## [Consignes]
**A.** D'après l'extrait consacré à François Jacob, en quel lieu précis les honneurs militaires lui ont-ils été rendus le 24 avril 2013 ?
**B.** Traduisez en anglais la phrase suivante de l'extrait consacré à François Jacob : « On ne croise que rarement, dans une vie, une personnalité aussi riche et aussi brillante que celle de François Jacob. »
**C.** Rédigez la suite de l'extrait consacré à François Jacob, en reprenant après sa dernière phrase.

## [Extrait]
============================================================

Allocution prononcée par le Colonel (H) Fred Moore
Le mercredi 24 avril 2013, les honneurs militaires étaient rendus à François Jacob dans la Cour d'honneur de l'Hôtel National des Invalides. Après le discours prononcé par le Président de la République, le Colonel (h) Fred Moore a rendu un hommage 'fraternel a ce compagnon de la Libération. Vous trouverez, ci-dessous, la transcription de son allocution.
Monsieur le Président de la République, Chère famille,
Chers Compagnons,
L'Ordre de la Libération est aujourd'hui en deuil.
On ne croise que rarement, dans une vie, une personnalité aussi riche et aussi brillante que celle de François Jacob.
Évoquer son parcours de combattant, ici, devant vous, nous permet, au-delà du salut fraternel que nous lui adressons, de témoigner d'une période exceptionnelle de notre histoire. Période durant laquelle ceux qui, comme lui, se refusèrent à abandonner le combat alors que tout semblait perdu, étaient une infime minorité.

============================================================

## [Extrait des données]

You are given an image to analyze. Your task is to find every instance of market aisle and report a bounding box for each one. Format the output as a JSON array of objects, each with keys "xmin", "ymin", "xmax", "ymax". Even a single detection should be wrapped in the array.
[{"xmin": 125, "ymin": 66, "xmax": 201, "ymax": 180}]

============================================================

## [Réponses rédigées]
**A.** Dans la Cour d'honneur de l'Hôtel National des Invalides.

**B.** Only rarely in a lifetime does one come across a personality as rich and as brilliant as that of François Jacob.

**C.**
Issu d'une famille bourgeoise de confession juive, François Jacob est né le 17 juin 1920 à Nancy. Il commence ses études au lycée Carnot et les poursuit à la faculté de Médecine de Paris avec l'intention de devenir chirurgien.
Il se trouve donc étudiant lorsque la guerre éclate. De Saint-Jean-de-Luz, il embarque clandestinement le 21 juin 1940 à bord d'un bâtiment polonais, à destination de l'Angleterre. A Londres, le 1 er juillet, il s'engage dans les Forces françaises libres en voie de constitution. Ce choix immédiat, il l'expliquera plus tard en rappelant ce qu'il avait trouvé d'exceptionnel dans l'Appel du 18 juin : « C'était d'abord la rencontre de vérités simples, parce que le droit de la France se confondait avec les droits de l'homme et le patriotisme avec la liberté. C'était aussi la rébellion, l'insubordination du soldat à des ordres jugés indignes, parce que l'obéissance du Français à l'intérêt et à l'honneur du pays doit l'emporter sur l'obéissance du militaire à ses chefs ».
N'ayant pas obtenu de servir dans l'artillerie comme il le souhaitait, il est nommé médecin auxiliaire le 15 août 1940 et prend part à l'expédition de Dakar. Il participe ensuite à la fin de la campagne du Gabon en novembre 1940.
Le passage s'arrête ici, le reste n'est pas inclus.